_The task_: Resume the review of Say Anything's …Is Committed below, writing on from its final sentence.

_Passage to read_:
-----

Say Anything - ...Is Committed

Say Anything - ...Is Committed

Say Anything
…Is Committed
Release Date: May 24th, 2024

Label: Dine Alone

Review by Jared Stossel


If you’ve ever listened to a Say Anything record over the last two decades, you know that Max Bemis is one of the most unique songwriters and composers that the scene has given birth to. Weaving between therapy sessions, melodramatic declarations of love, scathing commentary on the world, and meditations on religion and sex (usually within the same song), Bemis has carved out a unique niche for himself in a scene that can feel rather homogeneous.

Theoretically, Say Anything was brought to a dramatic conclusion with 2019’s brilliant pseudo-concept album Oliver Appropriate, a bookend sequel-in-spirit to the band’s 2004 juggernaut …Is A Real Boy. The condemnation of the self-righteous, the vile, the damned was done! Bemis and his longtime wife, Sherri Dupree-Bemis, rode off into the sunset and retired to a town in Texas to raise their five children. So the story goes. Four years later, Say Anything has returned to the forefront with …Is Committed, a twelve-track hour-long exploration of loss, betrayal, and love; namely, everything that a Say Anything record encompasses. It’s not as focused of an effort or as grand in scale as something like …Is A Real Boy or In Defense of the Genre, but the objective remains the same as any of their past records: …Is Committed is part verbal decimation, part therapy session for recapping the events of the tumultuous last few years.

From the moment that he screams “Fuck breathing, let’s die alone” in the opening track “Be, Children (Introduction To The Reunion Record)”, it’s clear that Bemis is out for blood. There’s something in the way that he delivers his lines, whether he’s saying something rather prophetic or delivering one of the weirdest combinations of words in the English language, that makes him stand out amongst his peers.

-----

_Data extract_:
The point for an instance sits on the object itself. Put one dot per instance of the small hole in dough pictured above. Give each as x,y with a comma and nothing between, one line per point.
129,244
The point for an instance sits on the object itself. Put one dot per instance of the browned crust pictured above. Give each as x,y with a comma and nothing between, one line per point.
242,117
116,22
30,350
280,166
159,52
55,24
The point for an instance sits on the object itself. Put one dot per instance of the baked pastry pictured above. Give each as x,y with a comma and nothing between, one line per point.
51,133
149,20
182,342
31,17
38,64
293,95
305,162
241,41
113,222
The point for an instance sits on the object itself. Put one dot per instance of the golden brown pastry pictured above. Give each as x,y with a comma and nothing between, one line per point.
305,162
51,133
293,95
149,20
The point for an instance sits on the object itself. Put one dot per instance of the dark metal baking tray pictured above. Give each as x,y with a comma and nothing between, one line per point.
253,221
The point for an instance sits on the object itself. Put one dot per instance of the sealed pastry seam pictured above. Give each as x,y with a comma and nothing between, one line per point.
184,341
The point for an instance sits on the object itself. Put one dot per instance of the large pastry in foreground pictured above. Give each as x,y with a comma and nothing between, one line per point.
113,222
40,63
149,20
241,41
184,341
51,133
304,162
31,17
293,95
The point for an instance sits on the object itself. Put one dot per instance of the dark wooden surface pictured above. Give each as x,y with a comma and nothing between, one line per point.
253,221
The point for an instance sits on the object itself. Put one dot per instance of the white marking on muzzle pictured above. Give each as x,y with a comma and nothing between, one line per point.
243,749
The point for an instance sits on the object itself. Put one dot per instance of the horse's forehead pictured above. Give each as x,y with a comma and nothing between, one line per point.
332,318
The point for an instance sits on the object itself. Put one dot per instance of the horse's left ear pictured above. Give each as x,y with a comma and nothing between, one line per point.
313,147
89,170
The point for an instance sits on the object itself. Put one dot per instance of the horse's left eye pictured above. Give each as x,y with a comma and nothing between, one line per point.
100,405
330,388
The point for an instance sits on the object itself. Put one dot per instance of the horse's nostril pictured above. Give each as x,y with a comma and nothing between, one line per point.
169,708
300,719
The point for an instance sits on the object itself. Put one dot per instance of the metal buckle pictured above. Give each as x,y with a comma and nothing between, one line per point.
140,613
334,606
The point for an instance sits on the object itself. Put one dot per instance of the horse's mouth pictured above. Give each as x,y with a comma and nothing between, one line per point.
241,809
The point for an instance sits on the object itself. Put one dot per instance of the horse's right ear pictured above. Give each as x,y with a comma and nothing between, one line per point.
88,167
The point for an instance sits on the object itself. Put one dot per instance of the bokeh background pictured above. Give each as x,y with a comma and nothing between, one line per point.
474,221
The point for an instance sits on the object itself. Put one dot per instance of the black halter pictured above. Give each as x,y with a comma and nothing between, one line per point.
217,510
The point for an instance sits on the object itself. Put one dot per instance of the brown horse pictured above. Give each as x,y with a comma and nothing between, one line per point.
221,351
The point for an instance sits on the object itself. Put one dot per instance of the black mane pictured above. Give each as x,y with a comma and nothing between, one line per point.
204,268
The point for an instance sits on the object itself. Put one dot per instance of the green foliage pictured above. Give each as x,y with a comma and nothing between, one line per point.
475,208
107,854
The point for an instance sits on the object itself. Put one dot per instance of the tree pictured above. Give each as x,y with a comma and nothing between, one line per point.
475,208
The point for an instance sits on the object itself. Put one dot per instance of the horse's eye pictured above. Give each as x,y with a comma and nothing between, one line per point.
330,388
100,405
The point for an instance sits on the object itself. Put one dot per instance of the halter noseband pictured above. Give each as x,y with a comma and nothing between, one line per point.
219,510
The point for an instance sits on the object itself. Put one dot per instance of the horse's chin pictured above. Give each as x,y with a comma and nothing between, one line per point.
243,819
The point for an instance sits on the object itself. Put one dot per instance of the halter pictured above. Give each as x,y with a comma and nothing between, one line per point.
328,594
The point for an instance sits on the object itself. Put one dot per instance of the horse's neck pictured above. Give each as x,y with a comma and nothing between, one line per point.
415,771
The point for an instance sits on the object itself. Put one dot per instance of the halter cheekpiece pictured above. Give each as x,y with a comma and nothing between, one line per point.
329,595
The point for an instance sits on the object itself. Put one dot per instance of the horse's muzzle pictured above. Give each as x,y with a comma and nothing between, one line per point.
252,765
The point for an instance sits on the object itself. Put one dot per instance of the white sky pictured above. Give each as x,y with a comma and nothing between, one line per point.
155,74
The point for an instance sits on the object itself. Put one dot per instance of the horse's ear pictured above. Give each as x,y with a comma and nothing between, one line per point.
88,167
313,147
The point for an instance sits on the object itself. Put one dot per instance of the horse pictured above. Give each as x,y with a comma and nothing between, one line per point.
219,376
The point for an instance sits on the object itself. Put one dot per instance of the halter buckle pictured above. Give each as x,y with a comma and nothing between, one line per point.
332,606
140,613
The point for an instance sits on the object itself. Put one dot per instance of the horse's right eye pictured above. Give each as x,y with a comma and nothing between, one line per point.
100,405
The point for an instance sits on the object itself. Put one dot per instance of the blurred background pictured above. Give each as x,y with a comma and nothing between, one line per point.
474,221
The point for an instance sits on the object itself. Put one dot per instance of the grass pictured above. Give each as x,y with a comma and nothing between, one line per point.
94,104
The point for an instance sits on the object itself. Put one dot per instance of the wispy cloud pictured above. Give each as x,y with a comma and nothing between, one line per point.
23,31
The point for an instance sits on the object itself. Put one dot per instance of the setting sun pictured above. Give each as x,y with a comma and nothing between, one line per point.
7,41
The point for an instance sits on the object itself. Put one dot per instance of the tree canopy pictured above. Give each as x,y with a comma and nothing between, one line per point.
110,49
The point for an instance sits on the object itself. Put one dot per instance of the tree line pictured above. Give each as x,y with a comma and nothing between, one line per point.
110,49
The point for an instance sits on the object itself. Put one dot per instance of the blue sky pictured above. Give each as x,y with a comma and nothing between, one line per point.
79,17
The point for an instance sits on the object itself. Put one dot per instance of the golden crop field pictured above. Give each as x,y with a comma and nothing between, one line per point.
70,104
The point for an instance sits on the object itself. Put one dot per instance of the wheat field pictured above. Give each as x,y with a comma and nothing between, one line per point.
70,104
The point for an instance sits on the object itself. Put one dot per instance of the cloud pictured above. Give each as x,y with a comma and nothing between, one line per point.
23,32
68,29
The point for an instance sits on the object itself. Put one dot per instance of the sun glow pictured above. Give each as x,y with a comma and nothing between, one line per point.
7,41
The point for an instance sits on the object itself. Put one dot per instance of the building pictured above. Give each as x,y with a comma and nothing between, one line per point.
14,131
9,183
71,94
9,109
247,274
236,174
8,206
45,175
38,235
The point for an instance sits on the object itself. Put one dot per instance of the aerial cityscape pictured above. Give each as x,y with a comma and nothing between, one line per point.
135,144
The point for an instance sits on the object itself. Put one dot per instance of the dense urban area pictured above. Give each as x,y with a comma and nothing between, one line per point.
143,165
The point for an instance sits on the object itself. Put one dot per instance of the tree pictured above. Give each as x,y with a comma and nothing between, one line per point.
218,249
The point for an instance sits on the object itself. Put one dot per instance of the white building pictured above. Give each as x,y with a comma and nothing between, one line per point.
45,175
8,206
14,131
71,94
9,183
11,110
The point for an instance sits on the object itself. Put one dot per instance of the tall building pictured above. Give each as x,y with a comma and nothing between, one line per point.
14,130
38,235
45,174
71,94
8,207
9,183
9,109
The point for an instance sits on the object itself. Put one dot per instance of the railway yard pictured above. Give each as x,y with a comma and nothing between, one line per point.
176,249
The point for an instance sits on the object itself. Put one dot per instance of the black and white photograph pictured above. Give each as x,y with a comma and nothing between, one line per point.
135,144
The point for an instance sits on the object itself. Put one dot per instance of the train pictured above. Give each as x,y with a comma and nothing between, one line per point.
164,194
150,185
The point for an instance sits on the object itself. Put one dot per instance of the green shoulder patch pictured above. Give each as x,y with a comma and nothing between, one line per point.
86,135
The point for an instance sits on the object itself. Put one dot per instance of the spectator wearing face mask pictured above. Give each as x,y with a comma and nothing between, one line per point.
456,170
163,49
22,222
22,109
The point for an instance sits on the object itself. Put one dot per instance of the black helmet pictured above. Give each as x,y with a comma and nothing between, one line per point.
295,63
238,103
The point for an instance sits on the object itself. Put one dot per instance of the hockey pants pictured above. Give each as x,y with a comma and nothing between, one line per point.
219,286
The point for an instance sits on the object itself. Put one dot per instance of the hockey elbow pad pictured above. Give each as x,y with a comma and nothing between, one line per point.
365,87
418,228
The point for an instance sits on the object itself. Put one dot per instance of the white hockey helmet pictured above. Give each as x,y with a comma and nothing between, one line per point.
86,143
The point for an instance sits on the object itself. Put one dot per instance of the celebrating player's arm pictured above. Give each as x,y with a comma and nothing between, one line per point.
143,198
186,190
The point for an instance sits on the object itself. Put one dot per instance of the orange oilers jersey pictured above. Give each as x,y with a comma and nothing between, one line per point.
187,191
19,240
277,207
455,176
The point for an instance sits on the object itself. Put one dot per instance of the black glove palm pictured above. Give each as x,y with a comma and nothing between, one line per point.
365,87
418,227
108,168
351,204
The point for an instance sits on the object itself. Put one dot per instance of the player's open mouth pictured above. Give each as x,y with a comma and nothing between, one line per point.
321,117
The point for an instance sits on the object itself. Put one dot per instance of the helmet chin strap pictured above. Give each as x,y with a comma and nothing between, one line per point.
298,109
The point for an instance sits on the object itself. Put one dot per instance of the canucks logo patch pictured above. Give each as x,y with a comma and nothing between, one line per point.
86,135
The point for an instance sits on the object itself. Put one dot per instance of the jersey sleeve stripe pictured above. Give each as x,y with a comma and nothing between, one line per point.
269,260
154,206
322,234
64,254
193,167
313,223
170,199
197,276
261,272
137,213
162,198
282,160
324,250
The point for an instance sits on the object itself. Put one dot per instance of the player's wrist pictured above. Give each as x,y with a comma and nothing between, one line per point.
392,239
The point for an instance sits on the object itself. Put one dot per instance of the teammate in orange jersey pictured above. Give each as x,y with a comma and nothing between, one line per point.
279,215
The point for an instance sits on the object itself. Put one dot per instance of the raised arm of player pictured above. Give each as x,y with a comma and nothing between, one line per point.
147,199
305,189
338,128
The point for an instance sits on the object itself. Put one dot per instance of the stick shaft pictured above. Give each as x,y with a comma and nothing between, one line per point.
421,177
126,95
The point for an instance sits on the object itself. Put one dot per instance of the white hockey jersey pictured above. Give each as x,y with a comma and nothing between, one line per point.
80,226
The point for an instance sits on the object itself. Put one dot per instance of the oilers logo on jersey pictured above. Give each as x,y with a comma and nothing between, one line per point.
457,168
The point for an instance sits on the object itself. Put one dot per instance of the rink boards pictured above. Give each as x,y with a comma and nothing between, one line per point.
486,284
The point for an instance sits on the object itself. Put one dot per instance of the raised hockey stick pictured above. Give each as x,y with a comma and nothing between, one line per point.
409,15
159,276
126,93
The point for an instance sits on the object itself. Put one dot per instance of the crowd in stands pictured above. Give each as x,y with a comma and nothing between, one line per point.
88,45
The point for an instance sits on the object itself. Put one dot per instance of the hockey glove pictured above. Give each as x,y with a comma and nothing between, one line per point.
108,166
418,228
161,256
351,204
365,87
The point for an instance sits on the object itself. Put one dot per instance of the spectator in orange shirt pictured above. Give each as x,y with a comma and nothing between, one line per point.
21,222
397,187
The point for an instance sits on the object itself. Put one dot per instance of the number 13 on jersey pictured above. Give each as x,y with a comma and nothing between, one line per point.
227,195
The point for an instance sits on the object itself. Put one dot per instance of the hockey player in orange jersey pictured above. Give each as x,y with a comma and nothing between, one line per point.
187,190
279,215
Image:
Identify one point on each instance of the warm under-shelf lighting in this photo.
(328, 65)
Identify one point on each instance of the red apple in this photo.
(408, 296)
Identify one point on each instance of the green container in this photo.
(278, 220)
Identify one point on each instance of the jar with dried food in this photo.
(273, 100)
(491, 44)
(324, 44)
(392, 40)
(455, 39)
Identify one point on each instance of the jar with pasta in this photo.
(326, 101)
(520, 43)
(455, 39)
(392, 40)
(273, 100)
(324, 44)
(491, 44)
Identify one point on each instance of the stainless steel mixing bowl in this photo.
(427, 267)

-----

_Expected answer_:
Bemis vacillates between thoughts of anger, depression, happiness, and being so horny that he writes an entire song about wanting to literally be his wife’s sex toy (“I, Vibrator”). There are more references to bodily fluids (namely, cum) throughout the twelve tracks of …Is Committed than anything I’ve ever heard on a Blink-182 record. There are plenty of oddball moments like “We Say Grace In This Goddamn Band, Mister”, which finds Bemis opening with the line “My dick is graceful” as AutoTune is gently layered over the recording before launching into an almost hip-hop-influenced account of his personal life and an indictment of the Texas town he and his wife have been raising their children in. It hearkens back to the band’s 2016 entry I Don’t Think It Is, one of the band’s most experimental entries, which found him collaborating with producer and brother-in-law Darren King. However, I don’t think they’ll be working together anytime soon, as Bemis name checks him at the end of “Psyche”, going so far as telling the listener to “Google him”.

Songs like “On Cum” and “Psyche” feel like the band we’ve come to know and love since the early aughts, with a raging energy and self-deprecating lyrics, accentuated by the fierce percussion of drummer Coby Linder, while other tracks deal with issues of mental health (“Are You (In) There?”), religion (“Say Anything, Collectively, Made Love To Your God”) and familial strife (“Carrie & Lowell & Cody (Pendent)”).

The penultimate track, “Woman Song”, is heartwrenching, with Bemis in tears as he all of his problems (both self-inflicted and out of his control), come to a head. This may be the most vulnerable that Bemis has ever gotten on a song in the over two decades that the project has been in operation. This moment is bracketed by a skit that finds Max Bemis chatting with a friend about the concluding track to the album, a tongue-in-cheek reference to the importance that bands put on the epic finales of their albums,. Consequentially, this leads into the nearly nine-minute epilogue, “Fan Fiction”.

Even with its brighter moments, …Is Committed can be a dour listen as Bemis plunges into the depths of his psyche in ways he never has before. The results can be mixed, and not everyone is going to like this one, but there’s no denying that it’s a bold entry in the Say Anything catalog, and it still evokes the same band that fans have come to know and embrace since 2004.